Page »

I’ve been sitting trying to write a Facebook status. Lame right? I don’t often write statuses, I grew out of doing it after I was a teenager and posted about everything that happened in my life (the ‘memories’ on Facebook each day serve a damning reminder of how much I used to over share).
Today, in line with International Women’s Day, I chose to try and write a status celebrating all the women in my life, but I couldn’t do it. The words seemed so unfitting. They couldn’t do these women justice. In the end, I just found myself staring at my laptop background (a picture of Mindy Kaling if you wanted to know), and wondering what to do. Then I opened up a word document and started typing.
My first thoughts about the status were that it felt patronising. Me, a man, thanking the women in my life for inspiring me. It felt like I was standing on a pedestal and shouting down to those below: ‘hey, thanks for putting me here.’ That wasn’t my intention at all. It should never be anyone’s intention, but I can’t ignore I am where I am, and I am who I am because of women. Secondly, the words I could fit into a status (that people would bother to read) couldn’t sum up how thankful I am to the women I know.

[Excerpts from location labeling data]
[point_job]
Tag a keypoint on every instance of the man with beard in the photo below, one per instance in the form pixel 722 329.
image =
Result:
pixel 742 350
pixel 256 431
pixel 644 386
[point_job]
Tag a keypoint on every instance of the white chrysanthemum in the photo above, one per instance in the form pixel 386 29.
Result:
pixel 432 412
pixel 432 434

Set exercise » According to the post about writing a Facebook status, what picture is the laptop background?

Exercise result » A picture of Mindy Kaling.